# Point-per-instance localization data:

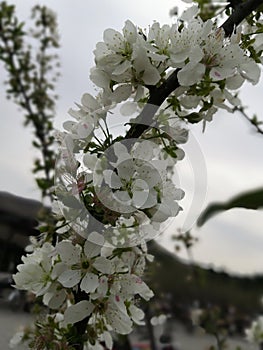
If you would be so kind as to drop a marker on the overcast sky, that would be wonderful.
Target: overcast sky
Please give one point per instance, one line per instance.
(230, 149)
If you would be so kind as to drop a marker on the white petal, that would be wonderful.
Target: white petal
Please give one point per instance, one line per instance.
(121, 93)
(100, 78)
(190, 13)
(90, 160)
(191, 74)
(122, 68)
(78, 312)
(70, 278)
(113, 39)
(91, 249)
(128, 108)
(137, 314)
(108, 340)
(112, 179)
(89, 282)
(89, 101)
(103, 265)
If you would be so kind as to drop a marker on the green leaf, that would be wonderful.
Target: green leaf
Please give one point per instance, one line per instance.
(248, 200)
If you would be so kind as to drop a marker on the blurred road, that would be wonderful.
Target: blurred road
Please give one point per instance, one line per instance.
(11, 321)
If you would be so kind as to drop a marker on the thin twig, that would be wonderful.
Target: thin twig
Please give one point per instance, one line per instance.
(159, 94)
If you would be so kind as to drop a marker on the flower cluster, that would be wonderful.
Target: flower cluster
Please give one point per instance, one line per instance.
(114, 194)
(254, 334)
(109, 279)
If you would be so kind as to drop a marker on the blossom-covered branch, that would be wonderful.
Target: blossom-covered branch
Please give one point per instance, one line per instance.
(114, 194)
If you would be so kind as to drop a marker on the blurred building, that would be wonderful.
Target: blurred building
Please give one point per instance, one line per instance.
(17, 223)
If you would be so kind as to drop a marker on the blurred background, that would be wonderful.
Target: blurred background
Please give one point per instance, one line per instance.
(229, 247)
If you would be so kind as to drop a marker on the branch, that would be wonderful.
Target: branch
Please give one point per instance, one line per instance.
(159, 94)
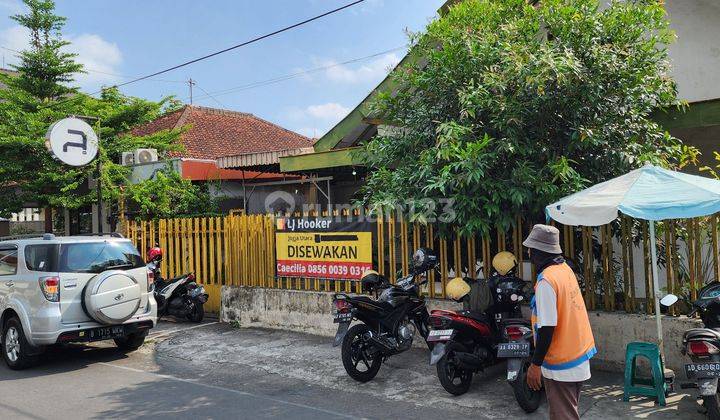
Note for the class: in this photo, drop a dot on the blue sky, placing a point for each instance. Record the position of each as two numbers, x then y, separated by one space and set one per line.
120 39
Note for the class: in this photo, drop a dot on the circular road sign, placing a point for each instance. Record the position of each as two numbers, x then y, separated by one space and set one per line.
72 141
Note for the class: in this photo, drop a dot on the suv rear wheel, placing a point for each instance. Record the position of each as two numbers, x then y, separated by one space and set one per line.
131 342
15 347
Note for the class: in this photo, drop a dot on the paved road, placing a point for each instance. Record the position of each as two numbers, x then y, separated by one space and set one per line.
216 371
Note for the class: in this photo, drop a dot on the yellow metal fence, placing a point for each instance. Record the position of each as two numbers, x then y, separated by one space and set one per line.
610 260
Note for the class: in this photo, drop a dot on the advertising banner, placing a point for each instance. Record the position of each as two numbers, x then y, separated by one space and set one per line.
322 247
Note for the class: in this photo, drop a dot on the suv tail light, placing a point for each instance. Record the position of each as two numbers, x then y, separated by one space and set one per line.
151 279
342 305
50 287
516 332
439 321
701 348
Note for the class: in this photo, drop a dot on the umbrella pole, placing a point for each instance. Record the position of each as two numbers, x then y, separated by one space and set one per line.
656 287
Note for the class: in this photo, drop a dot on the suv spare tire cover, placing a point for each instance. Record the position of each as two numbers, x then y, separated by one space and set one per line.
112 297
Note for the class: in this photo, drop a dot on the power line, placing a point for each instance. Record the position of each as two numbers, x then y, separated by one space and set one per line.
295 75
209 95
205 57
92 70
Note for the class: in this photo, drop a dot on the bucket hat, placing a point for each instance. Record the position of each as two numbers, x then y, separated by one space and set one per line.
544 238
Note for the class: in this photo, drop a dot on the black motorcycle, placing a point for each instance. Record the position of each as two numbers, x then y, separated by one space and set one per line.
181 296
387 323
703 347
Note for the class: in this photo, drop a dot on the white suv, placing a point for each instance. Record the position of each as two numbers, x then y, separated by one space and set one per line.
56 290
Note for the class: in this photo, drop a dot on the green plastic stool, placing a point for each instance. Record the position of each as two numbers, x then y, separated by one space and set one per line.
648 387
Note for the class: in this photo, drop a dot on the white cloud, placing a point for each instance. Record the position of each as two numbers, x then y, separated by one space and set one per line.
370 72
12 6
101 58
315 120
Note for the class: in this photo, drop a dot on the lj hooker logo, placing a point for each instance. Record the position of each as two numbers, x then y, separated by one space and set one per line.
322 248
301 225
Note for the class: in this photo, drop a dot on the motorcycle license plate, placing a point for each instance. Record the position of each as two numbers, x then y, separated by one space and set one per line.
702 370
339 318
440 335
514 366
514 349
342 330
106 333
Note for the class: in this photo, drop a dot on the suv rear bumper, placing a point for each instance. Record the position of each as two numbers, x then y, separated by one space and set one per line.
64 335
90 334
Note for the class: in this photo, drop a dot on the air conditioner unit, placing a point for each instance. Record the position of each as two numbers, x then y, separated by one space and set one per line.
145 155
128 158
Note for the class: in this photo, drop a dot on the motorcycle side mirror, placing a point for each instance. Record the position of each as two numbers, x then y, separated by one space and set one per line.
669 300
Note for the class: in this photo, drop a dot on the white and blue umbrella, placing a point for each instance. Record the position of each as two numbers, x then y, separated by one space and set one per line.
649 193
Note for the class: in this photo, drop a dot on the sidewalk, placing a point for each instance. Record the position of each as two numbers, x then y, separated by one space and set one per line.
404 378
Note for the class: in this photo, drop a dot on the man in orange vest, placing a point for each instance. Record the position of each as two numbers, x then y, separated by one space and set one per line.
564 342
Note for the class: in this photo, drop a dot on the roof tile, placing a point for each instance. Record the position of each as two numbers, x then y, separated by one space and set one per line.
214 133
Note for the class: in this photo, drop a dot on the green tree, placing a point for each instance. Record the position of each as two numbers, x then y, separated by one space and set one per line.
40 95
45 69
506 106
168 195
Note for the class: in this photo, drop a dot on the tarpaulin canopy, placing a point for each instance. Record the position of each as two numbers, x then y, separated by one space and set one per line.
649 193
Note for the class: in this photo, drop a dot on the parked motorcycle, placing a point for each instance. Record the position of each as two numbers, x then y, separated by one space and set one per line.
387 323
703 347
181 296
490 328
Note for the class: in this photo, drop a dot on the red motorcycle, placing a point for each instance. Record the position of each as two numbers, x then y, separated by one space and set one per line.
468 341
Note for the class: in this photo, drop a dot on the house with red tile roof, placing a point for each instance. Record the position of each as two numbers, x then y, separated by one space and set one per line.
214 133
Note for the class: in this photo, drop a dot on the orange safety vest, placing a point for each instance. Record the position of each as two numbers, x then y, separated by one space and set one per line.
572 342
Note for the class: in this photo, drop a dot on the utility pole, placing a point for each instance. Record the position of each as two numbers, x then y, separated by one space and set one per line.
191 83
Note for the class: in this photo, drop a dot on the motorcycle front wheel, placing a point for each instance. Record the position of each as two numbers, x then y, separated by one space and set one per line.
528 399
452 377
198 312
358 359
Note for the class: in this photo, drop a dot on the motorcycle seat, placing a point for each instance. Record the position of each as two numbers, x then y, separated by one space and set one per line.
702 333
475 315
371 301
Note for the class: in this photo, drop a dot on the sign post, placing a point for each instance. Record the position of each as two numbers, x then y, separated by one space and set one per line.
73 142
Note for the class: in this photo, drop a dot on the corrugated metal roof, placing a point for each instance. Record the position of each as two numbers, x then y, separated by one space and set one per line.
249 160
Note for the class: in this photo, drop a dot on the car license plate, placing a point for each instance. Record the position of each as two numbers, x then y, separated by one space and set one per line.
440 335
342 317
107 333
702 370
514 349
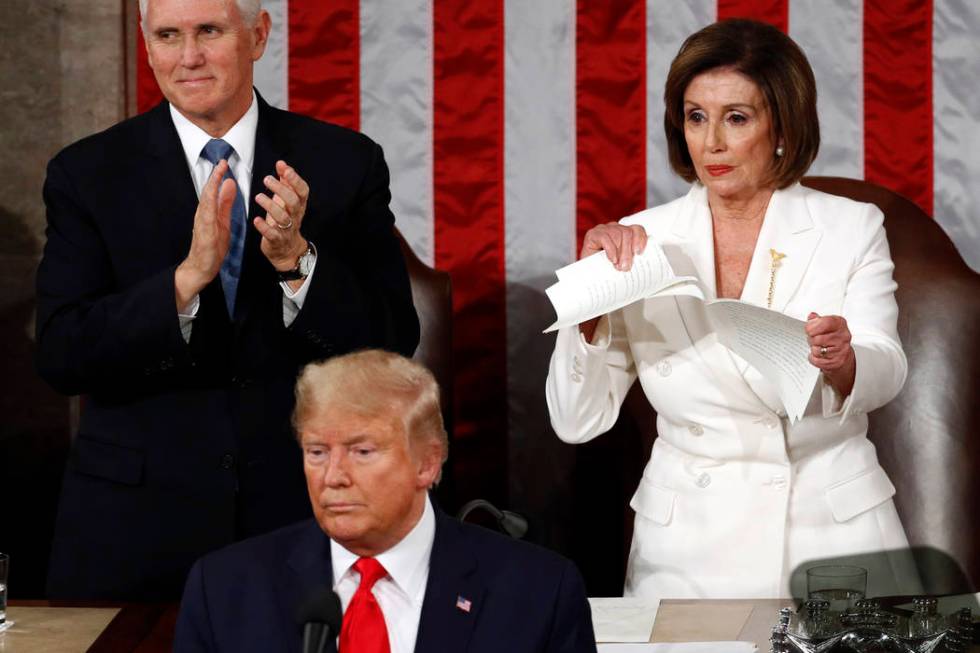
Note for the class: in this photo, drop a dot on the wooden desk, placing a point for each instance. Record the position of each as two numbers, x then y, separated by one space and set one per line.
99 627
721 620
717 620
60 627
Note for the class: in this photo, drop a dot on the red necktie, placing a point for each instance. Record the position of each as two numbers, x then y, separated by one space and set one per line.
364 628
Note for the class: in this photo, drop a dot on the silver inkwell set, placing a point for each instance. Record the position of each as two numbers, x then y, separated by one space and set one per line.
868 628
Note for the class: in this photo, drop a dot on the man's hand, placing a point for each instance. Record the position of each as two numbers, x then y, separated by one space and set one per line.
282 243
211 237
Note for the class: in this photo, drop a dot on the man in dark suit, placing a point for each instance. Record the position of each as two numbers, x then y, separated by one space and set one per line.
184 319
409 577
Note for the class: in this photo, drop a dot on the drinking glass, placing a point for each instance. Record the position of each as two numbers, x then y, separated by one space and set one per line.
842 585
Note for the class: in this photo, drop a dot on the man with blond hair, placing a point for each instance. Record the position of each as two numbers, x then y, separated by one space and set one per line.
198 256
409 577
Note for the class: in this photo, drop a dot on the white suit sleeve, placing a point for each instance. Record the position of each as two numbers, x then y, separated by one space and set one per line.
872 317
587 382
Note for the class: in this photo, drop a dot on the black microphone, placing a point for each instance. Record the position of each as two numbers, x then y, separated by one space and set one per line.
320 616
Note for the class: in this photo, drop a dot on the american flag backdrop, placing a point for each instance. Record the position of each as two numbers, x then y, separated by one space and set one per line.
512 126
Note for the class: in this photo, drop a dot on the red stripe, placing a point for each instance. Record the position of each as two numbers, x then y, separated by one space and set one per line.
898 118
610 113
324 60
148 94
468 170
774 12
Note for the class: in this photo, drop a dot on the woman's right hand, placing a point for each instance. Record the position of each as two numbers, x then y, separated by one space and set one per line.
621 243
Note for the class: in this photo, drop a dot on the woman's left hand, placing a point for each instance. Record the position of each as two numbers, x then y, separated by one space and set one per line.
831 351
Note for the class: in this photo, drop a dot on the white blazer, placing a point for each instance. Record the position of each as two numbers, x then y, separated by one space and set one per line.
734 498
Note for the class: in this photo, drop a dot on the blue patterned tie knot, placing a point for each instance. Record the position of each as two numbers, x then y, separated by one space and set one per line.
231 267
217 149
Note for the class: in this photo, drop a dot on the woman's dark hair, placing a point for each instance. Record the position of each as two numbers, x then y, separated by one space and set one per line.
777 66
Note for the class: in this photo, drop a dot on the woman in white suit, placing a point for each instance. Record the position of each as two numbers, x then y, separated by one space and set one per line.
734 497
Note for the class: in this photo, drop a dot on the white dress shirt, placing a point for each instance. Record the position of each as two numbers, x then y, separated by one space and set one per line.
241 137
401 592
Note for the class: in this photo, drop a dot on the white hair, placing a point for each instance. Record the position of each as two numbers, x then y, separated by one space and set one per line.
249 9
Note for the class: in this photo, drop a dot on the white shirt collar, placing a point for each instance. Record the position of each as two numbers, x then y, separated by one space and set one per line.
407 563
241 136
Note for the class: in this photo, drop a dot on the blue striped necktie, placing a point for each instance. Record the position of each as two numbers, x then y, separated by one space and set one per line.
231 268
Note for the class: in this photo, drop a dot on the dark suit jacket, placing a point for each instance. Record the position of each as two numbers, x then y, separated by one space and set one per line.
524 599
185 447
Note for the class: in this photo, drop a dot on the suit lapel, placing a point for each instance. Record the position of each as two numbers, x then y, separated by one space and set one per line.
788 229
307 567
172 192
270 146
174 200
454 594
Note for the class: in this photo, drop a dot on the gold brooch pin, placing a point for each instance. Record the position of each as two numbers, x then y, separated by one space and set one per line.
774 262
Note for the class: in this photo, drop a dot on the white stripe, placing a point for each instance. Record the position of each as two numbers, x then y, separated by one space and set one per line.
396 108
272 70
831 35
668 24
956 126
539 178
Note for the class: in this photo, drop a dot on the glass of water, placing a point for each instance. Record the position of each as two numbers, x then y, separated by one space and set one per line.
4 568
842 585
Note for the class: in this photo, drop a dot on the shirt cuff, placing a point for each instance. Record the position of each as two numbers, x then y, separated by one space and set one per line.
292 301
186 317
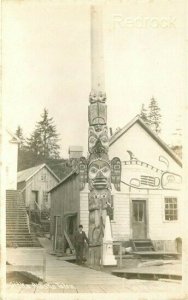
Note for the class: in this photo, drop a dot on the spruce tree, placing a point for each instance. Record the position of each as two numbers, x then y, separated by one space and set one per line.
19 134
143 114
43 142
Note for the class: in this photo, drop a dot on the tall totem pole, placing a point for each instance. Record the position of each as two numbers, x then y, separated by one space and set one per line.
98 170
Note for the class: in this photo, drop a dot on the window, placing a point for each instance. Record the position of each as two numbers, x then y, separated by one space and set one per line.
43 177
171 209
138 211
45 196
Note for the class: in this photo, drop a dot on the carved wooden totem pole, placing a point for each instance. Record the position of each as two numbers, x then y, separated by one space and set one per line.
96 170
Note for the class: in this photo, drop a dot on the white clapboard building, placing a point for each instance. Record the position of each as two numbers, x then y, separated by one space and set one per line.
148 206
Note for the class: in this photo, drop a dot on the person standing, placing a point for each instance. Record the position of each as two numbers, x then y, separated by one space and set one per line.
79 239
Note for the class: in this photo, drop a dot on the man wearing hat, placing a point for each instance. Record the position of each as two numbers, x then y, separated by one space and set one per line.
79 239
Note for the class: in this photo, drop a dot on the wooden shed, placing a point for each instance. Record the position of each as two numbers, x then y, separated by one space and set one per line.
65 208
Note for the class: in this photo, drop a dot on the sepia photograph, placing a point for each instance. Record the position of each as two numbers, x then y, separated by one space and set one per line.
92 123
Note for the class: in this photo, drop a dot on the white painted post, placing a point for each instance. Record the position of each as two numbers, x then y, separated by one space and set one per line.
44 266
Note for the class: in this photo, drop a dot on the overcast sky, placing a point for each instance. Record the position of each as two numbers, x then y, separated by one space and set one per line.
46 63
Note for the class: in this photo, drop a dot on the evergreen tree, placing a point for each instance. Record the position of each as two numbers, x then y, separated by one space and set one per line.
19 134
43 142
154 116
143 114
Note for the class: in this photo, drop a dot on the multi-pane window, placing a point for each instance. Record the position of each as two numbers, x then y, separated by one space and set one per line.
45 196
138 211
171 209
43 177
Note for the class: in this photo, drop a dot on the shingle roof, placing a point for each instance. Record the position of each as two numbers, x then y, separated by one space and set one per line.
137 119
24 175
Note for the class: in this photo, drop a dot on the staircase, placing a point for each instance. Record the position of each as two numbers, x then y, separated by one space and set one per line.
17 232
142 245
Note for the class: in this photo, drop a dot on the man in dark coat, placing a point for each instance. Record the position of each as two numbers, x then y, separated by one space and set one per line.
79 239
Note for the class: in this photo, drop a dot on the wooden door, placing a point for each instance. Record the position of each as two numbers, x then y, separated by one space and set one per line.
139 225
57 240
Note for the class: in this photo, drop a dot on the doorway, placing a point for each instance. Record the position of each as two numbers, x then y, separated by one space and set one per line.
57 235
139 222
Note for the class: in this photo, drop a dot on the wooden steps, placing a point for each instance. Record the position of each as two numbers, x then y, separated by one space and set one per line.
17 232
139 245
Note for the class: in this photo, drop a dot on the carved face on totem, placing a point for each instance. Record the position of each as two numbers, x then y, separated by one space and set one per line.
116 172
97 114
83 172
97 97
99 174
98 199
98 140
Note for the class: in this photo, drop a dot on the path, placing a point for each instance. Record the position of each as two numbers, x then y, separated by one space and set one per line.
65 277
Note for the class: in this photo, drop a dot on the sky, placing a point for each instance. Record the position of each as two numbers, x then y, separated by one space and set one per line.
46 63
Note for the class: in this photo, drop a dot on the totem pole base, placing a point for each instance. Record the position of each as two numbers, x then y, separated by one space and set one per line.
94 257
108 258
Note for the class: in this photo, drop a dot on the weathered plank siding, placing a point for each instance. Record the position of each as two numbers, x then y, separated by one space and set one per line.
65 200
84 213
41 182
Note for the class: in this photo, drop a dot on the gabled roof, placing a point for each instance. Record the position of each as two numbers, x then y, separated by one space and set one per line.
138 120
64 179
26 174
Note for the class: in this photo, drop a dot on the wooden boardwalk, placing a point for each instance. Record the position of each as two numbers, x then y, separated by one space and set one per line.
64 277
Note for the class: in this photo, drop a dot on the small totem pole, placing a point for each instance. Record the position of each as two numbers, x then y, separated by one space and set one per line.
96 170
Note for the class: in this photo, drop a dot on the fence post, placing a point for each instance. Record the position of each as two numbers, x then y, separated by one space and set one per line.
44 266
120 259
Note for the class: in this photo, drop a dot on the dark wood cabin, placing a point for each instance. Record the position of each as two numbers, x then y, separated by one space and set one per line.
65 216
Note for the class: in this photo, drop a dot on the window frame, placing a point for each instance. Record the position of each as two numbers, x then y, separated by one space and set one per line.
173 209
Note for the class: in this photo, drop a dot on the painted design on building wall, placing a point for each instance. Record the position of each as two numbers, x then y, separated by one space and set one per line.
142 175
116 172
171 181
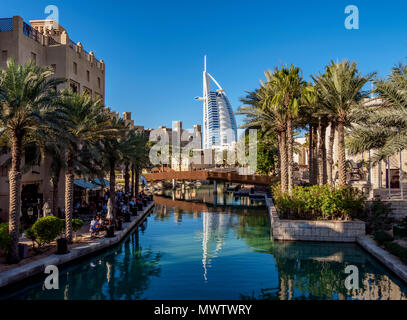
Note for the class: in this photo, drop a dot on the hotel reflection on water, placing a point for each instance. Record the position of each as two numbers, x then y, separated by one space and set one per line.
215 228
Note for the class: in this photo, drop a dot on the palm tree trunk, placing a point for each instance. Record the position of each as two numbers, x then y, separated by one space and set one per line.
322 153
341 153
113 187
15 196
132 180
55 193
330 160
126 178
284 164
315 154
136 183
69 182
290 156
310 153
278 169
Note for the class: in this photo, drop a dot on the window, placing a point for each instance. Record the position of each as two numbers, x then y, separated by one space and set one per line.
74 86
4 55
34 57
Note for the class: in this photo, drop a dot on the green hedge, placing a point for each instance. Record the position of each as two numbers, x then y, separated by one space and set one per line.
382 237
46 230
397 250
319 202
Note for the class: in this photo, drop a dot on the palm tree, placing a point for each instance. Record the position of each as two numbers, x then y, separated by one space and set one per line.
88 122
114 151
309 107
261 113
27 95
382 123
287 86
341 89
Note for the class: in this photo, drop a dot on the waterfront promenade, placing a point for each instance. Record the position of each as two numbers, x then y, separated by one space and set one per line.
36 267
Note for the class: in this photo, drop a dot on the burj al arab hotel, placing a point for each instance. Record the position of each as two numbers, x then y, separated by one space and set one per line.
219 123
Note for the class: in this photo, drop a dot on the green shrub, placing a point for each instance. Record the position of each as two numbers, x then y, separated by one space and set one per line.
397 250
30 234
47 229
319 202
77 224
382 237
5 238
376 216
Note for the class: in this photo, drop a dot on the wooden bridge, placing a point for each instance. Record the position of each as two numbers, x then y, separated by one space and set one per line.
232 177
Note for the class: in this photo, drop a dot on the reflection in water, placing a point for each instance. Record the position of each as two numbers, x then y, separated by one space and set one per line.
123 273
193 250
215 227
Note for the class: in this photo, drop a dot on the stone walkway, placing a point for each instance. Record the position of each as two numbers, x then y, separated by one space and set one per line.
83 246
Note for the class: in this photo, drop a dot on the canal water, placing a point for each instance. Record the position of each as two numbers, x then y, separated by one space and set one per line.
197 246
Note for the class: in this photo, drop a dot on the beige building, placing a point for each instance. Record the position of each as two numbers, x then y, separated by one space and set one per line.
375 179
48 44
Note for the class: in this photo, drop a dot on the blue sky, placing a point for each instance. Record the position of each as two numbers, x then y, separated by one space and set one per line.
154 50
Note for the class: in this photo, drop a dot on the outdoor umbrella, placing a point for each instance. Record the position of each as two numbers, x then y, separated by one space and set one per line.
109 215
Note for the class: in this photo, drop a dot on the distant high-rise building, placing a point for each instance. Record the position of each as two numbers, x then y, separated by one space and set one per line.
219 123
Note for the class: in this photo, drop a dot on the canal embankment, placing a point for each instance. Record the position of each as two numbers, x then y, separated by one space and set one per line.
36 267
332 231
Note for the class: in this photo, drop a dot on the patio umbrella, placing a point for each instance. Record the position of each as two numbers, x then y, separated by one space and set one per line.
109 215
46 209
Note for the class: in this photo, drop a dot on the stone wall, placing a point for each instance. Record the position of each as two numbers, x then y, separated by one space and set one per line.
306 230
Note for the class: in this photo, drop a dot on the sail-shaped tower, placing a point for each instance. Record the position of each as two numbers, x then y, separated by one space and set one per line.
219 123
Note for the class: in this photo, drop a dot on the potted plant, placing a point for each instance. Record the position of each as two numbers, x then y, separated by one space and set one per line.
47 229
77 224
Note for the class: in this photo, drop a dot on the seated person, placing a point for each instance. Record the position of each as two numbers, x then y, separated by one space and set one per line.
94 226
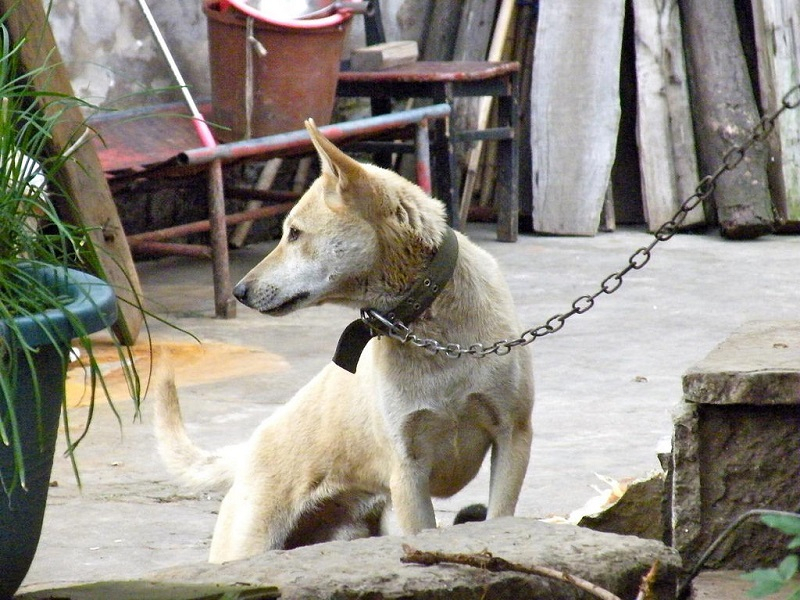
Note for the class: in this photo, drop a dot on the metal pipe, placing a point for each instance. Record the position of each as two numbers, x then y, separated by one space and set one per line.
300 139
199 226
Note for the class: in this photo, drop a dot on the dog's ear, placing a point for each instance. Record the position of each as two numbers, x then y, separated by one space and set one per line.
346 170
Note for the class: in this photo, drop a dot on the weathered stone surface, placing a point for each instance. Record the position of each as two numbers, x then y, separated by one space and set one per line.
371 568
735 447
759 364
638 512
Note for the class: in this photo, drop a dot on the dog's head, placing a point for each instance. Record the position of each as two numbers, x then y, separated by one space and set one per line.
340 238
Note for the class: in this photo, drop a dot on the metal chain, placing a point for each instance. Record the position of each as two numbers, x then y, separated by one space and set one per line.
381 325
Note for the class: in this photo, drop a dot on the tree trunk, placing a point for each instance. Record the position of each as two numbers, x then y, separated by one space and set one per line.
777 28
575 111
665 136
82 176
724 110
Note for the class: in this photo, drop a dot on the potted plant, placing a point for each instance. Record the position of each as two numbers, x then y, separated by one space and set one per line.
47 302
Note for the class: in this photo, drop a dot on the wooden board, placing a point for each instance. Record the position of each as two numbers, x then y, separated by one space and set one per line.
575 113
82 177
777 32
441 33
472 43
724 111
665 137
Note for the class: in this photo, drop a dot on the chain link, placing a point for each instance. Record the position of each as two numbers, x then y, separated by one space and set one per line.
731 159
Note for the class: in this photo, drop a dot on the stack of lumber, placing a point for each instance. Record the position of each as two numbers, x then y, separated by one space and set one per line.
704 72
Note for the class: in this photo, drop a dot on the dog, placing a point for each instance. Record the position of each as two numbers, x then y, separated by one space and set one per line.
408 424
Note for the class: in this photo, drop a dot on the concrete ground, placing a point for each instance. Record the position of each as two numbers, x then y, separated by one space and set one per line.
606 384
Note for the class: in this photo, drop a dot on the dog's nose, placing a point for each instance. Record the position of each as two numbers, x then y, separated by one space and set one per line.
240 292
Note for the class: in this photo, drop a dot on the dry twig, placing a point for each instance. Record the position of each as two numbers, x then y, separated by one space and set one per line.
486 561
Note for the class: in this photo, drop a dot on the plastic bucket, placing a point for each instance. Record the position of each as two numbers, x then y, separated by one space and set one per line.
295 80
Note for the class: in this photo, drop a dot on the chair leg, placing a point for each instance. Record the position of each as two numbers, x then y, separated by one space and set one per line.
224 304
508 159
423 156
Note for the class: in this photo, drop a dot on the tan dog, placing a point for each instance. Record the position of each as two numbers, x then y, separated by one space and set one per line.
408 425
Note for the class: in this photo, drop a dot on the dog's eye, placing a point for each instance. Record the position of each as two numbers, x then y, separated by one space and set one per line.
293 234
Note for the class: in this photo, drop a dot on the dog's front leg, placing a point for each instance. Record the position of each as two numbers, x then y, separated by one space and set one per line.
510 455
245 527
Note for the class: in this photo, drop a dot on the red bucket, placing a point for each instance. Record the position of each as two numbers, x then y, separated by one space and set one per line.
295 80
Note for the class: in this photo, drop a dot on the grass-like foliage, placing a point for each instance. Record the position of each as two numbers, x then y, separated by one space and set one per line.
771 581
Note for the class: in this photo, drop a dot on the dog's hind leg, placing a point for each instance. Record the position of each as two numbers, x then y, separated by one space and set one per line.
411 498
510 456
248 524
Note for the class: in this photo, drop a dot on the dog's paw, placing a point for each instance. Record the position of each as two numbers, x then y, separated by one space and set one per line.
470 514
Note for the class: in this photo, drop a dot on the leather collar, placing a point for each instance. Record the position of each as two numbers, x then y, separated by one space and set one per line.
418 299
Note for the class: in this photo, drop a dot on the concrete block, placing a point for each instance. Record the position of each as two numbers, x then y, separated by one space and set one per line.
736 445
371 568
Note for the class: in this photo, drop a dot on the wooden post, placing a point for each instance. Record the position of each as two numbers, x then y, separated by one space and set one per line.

# WORK INSTRUCTION:
Tally up the lines in the records containing the word "background", then give the count and nothing else.

# RESPONSE:
2